▶ **WORK TO DO**
Set out the following items as a numbered list, skipping any blank lines.
━━━━━━━━━━━━━━━━
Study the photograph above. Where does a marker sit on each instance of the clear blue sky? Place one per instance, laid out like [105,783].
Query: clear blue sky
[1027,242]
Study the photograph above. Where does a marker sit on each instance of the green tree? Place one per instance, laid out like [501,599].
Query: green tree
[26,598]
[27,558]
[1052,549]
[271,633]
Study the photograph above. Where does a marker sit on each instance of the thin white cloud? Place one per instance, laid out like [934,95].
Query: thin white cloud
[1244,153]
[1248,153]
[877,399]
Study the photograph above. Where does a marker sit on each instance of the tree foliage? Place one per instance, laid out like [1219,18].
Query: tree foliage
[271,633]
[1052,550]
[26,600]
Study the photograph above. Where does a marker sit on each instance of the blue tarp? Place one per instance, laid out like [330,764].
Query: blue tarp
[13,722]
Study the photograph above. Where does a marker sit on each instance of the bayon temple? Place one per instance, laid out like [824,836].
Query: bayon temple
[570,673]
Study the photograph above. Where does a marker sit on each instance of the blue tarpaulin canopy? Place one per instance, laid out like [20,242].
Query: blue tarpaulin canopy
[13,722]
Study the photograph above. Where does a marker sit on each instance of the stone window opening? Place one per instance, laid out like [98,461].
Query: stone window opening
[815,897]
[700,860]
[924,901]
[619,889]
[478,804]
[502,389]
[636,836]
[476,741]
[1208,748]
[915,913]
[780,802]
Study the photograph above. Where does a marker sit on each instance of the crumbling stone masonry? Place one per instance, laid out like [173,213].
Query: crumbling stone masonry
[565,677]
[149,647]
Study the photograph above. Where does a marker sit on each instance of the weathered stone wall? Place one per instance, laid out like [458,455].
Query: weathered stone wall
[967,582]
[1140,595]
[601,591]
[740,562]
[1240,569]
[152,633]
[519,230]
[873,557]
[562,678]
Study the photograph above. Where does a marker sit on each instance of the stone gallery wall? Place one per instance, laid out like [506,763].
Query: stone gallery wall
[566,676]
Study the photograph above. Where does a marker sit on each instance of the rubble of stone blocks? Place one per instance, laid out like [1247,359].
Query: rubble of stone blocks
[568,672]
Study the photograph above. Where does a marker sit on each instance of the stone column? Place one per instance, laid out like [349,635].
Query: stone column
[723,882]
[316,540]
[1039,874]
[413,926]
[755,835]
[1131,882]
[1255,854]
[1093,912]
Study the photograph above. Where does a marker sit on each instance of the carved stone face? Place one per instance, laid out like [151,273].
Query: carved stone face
━━━━━━━━━━━━━━━━
▶ **TASK RESPONSE**
1. Study the photograph above. Where does a marker sit on each instance of the clear blue sky? Place one per instance, laid out like [105,783].
2. Query: clear blue sky
3. [1027,242]
4. Study the photograph above. Where does a marker sit on each instance of the green tree? Place one per instance, laid out like [501,599].
5. Query: green tree
6. [26,598]
7. [27,558]
8. [1052,549]
9. [271,633]
10. Study the photograph above. Where does a marker sit on each instance of the thin white cloud? Place one per instance, laid out like [934,95].
11. Query: thin white cloud
12. [1244,153]
13. [1248,153]
14. [877,399]
15. Study the photograph above. Where does a marker sit on each instance of the tree foliage? Place one per instance, laid out like [1219,18].
16. Query: tree foliage
17. [271,633]
18. [1052,550]
19. [26,600]
20. Study the photograph above. Where does a marker sit on each instance of the blue tarp? Place one per instance, laid out like [330,764].
21. Query: blue tarp
22. [13,722]
23. Study the photograph above. Where does a marker sit on each instance of the bayon temple? Place one per instance, laid out like [824,836].
24. Query: bayon temple
25. [570,673]
26. Study the photograph above. Where does a marker sit on each instance of the blue tarpaulin canopy? Place one per instance, laid out like [20,242].
27. Query: blue tarpaulin canopy
28. [13,722]
29. Study the photograph above. Where does a marker sit on each instance of the stone window opening? Place one per instance, laid out like [98,461].
30. Query: stone window opening
31. [815,897]
32. [700,860]
33. [924,901]
34. [619,889]
35. [478,804]
36. [502,389]
37. [636,836]
38. [476,741]
39. [1208,748]
40. [915,913]
41. [780,802]
42. Study the photograph above. Where does a marker sit on each instance of the crumbling stone masonry? Place one per instance, laid out like [173,213].
43. Query: crumbling stone masonry
44. [565,677]
45. [149,647]
46. Study the photograph above. Where does a marker sit on each instance of the weathered stone wall? Place one per instance, laid out like [458,455].
47. Query: weathered stone wall
48. [967,582]
49. [1140,595]
50. [601,591]
51. [740,562]
52. [1240,569]
53. [152,633]
54. [519,230]
55. [873,557]
56. [562,678]
57. Study the photograph above. Where does a marker sit on each instance of the stone gallery wall? Place one per instance, laid out like [506,763].
58. Query: stone gallery wall
59. [566,676]
60. Study the photograph above. Where does a marker sit on each instance of the rubble of stone blocks? Place one per instance, laid out like [1247,359].
61. Query: rubble of stone blocks
62. [568,672]
63. Study the photograph above. Where does a marker sit on each instance of the stone column? Place one per instance, laid out like [349,635].
64. Query: stone column
65. [723,882]
66. [316,540]
67. [1039,874]
68. [413,926]
69. [755,835]
70. [1131,882]
71. [1255,854]
72. [1093,912]
73. Study the photograph above. Where does a marker sit on each instance of the carved stone face? Place one per instance, laid out like [151,273].
74. Query: carved stone face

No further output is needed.